Instructions:
**1)** List every city named in the article on underground theater in Ukraine.
**2)** In the article on underground theater in Ukraine, reproduce the passage starting with "While it is" and going on through "Yana Tytarenko said.", substituting "soap" for "disinfectant".
**3)** Pick up the article on underground theater in Ukraine and continue it from its final sentence.

Selected excerpt:
+ + +
Actors from the Lviv Puppet Theater perform Shmata (Rag) underground in Lviv in August.
Actors from the Lviv Puppet Theater perform Shmata (Rag) underground in Lviv in August.

LVIV, Ukraine -- In a bomb shelter in western Ukraine, a young woman holds her phone in the air, trying to get a WiFi signal, while another sips a matcha latte. Long silences hang between sentences as the small collection of strangers tossed together after the latest air-raid siren start to make small talk.

While it is a real bomb shelter, this is far from a real air-raid alert: Shmata (Rag) is a play, and one of an increasing number of performances being put on underground in Ukrainian bomb shelters since Russia launched a large-scale invasion eight months ago. And it's one that, despite the dramaticism, removes itself somewhat from the war's intensity.

"Someone changes their socks, someone cleans with disinfectant, and someone even brought a window with them to wash," director Yana Tytarenko said.

The phrase "theater of war" has slowly seeped into public discourse in recent years. A fast-moving news cycle, constant fighting, and frequent reports of shelling lend a frenzied tenor to the war in Ukraine. But against the nerve-wracking background of bombardments, air-raid sirens, and evacuations, the need to deal with more mundane matters -- procuring food, stitching together uniforms, or completing paperwork -- is a pervasive facet of the conflict, too.

This summer, director and researcher Kostyantyn Vasyukov took his own play Vona Viyna (She Is War), around the country, and later to a theater festival in Nuremberg, Germany. In Ukraine, one place it was performed was the eastern city of Kharkiv -- Ukraine's second-largest and a frequent target of heavy Russian assaults.

"In the morning in the city center, people were killed by Russian shelling...just a couple of streets away from us," he said, recalling the day of the performance on August 30.

Svitlana Melnyk, co-author, researcher, and actor in Vona Viyna (She Is War), rests with a carrot and vegetable peeler as she prepares food for soldiers during a performance in Odesa in August.
Svitlana Melnyk, co-author, researcher, and actor in Vona Viyna (She Is War), rests with a carrot and vegetable peeler as she prepares food for soldiers during a performance in Odesa in August.

Conversely, Vona Viyna deals with some of the more routine and less bloody aspects of the Russian invasion -- say, the bureaucracy involved in exporting a horse. Focusing specifically on the female experience of wartime, Vasyukov says, he and co-author and actress Svitlana Melnyk collected more than 30 stories from Ukrainian women to channel the various social roles they played.
+ + +
Rows from a pointing dataset:
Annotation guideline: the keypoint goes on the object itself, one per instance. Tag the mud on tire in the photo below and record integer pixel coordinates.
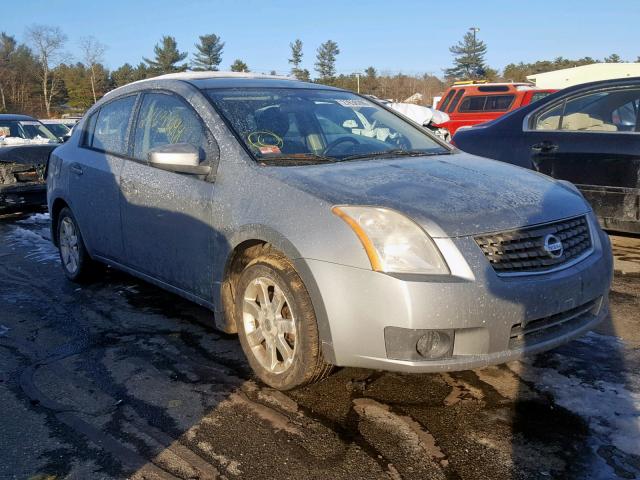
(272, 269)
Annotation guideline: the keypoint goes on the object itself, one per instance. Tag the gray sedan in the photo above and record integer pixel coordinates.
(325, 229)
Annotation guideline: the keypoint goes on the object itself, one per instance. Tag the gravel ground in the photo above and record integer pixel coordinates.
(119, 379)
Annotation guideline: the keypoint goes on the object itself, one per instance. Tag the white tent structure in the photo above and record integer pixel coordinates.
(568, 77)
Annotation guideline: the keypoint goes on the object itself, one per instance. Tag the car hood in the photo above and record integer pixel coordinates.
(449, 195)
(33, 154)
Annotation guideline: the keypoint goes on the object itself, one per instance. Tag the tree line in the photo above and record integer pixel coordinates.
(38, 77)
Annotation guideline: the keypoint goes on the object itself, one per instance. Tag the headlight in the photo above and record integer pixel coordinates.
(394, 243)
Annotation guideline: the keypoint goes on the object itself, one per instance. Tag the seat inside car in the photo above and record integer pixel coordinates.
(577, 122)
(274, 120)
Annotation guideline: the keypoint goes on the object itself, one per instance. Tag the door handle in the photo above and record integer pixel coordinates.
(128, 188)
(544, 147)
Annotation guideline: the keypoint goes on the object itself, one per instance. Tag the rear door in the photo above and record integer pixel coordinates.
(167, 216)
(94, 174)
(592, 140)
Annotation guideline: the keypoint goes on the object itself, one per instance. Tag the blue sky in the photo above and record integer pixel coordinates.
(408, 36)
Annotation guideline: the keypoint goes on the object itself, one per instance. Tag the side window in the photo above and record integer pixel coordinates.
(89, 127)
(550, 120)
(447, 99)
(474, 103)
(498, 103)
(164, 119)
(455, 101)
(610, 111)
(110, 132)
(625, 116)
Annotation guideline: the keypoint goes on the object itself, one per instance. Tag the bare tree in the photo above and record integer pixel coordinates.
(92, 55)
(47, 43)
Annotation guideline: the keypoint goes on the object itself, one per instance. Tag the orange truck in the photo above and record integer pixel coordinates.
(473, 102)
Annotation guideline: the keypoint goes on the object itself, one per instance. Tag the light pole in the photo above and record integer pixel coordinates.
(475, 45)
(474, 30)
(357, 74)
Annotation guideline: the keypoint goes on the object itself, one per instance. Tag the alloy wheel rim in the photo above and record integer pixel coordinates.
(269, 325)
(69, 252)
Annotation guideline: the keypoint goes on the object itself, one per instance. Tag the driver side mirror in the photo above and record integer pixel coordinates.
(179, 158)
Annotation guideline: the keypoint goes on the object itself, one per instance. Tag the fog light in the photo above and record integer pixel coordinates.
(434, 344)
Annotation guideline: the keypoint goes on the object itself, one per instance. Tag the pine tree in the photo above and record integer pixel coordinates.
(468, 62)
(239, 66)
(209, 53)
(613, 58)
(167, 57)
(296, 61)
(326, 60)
+ + +
Exercise answers:
**1)** Lviv, Kharkiv, Nuremberg, Odesa

**2)**
While it is a real bomb shelter, this is far from a real air-raid alert: Shmata (Rag) is a play, and one of an increasing number of performances being put on underground in Ukrainian bomb shelters since Russia launched a large-scale invasion eight months ago. And it's one that, despite the dramaticism, removes itself somewhat from the war's intensity.

"Someone changes their socks, someone cleans with soap, and someone even brought a window with them to wash," director Yana Tytarenko said.

**3)**
"Volunteer work in the kitchen in the army," Vasyukov gave as an example. "You peel potatoes, cook soup, somehow communicate with soldiers."

The woman upon whom this particular part of the play was based saw her own story unfold on stage. "I think she could see from the outside how important her work is," Vasyukov said. "It may seem boring and of little significance but it is important for everyone in Ukraine to be able to step back...and realize they are doing everything right."

Theaters and cultural institutions have been targeted by Russia -- especially in the weeks after the invasion was launched on February 24. On March 16, Russian forces bombed the Donetsk Academic Regional Drama Theater in Mariupol, where civilians were sheltering and the word 'Children' had been scrawled on the pavement at both ends of the building. An AP investigation concluded that about 600 people were killed.

The Ukrainian Defense Ministry said in early August that some 530 "Ukrainian institutions of culture and art," including theaters and religious and cultural centers, had been destroyed in Russian strikes.

Mykolayiv Academic Art Drama Theater actors Violeta Mamykina and Olena Koshova take part in the theatrical concert program Ukraine Will Win on August 24, Independence Day.
Mykolayiv Academic Art Drama Theater actors Violeta Mamykina and Olena Koshova take part in the theatrical concert program Ukraine Will Win on August 24, Independence Day.

Mykolayiv -- a southern city that, unlike Mariupol, remains under Ukrainian control -- has been the target of intense bombardments for months -- including a missile attack early on September 22 that damaged the Mykolayiv Academic Art Drama Theater in the city center and smashed railroad tracks nearby.

"Windows, doors, computers, roof, tables, sewing factory, historical sculptures, iron fence destroyed," the theater's deputy director, Natalya Izbash, told RFE/RL.

The attack came weeks after the theater opened its new season in a bomb shelter at a separate location.

"Nothing is working in our city of Mykolayiv -- no museums, no cinemas, no schools, no kindergartens. There are three theaters in our city, but only ours is functioning," Izbash said earlier in September.

"The people who remained in Mykolayiv have nowhere to go and distract themselves from the war. Every day a rocket arrives, destruction, the city dies," Izbash said.

Actors from the theater company Mizh Tryokh Kolon (Between Three Columns) holding flashlights for their performance of Zhadayka (Recall) in Kyiv in September.
Actors from the theater company Mizh Tryokh Kolon (Between Three Columns) holding flashlights for their performance of Zhadayka (Recall) in Kyiv in September.

Like some 12 million Ukrainians who have been displaced by the Russian invasion, many of the theater's former actors have sought refuge abroad or elsewhere in Ukraine. Those that stayed had to learn new roles in a short space of time.

One, Serhiy Hololobov, had his own house destroyed in recent shelling. The following day he nonetheless participated in a classical-music event at the theater, showcasing soloists from the regional philharmonic choir. And they too have been involved in the war effort.

"From the beginning of the war, our actors and workers sewed flags, balaclavas, and raincoats for military personnel," Izbash said.

Adapting to a smaller space and a new location has been challenging for actors in Mykolayiv. But for some productions, the spartan circumstances have contributed to the atmosphere that the play is attempting to create.

In Kyiv, experimental play Zhadayka (Recall) depicts episodes from everyday life under invasion -- utilizing zero electricity or music, because often, at the front lines, there is none.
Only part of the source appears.